- Texto fornecido -
Para um balanço geral desse
período, é preciso separar as esferas da política e da economia.
Na primeira, a tendência foi de
os russos terem maiores liberdades políticas que no período
soviético, com a implantação
do multipartidarismo, imprensa livre etc.
Já na economia, os resultados não são tão positivos. Com
a traumática passagem do sistema socialista ao capitalista, a
Rússia teve um declínio econômico no período 1992-1999
maior que o dos Estados Unidos na época da Grande Depressão dos anos 1930.
Há que se distinguir também
as tendências opostas nos períodos dos governos Ieltsin
(1991-1999) e Putin (1999 até
hoje). O período Ieltsin, como
vimos, foi marcado por profunda depressão econômica, mas
por relativamente grande liberdade política. Já no período Putin, essas duas tendências se inverteram. Após o "fundo do poço" da crise financeira de 1998,
de 1999 até hoje a Rússia tem
apresentado altos índices de
crescimento econômico (acima
de 6% ao ano).
Isso explica, em grande parte, a popularidade de Putin. Por
outro lado, o ex-agente do KGB
tem mostrado tendências centralistas e autoritárias no poder. O aumento da ordem interna trazida por essas medidas
centralistas após o caótico período Ieltsin até faz aumentar o
prestígio de Putin perante camadas significativas da população, mas deixa preocupados intelectuais e observadores temerosos de um retrocesso democrático.

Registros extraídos
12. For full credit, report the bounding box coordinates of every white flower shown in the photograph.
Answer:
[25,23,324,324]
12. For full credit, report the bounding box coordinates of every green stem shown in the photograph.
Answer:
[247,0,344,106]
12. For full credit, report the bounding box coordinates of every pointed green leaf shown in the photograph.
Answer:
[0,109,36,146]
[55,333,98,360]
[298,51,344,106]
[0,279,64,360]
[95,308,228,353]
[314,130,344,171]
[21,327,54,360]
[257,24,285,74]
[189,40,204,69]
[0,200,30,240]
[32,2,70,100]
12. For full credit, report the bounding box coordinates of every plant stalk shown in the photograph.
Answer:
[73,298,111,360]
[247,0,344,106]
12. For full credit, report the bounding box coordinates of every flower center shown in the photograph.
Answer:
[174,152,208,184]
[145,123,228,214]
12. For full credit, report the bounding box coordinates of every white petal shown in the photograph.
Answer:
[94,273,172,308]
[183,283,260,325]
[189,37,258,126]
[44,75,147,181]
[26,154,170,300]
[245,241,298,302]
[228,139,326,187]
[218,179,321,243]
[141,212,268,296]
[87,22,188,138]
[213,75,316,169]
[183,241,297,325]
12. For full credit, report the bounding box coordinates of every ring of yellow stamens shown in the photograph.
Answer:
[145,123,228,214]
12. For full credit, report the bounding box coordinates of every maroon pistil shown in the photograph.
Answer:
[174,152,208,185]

- Problema proposto -
Reproduza sem alterações o trecho do texto sobre a Rússia pós-soviética que começa em "Na primeira, a" e termina em "dos anos 1930.".

- Resposta -
Na primeira, a tendência foi de
os russos terem maiores liberdades políticas que no período
soviético, com a implantação
do multipartidarismo, imprensa livre etc.
Já na economia, os resultados não são tão positivos. Com
a traumática passagem do sistema socialista ao capitalista, a
Rússia teve um declínio econômico no período 1992-1999
maior que o dos Estados Unidos na época da Grande Depressão dos anos 1930.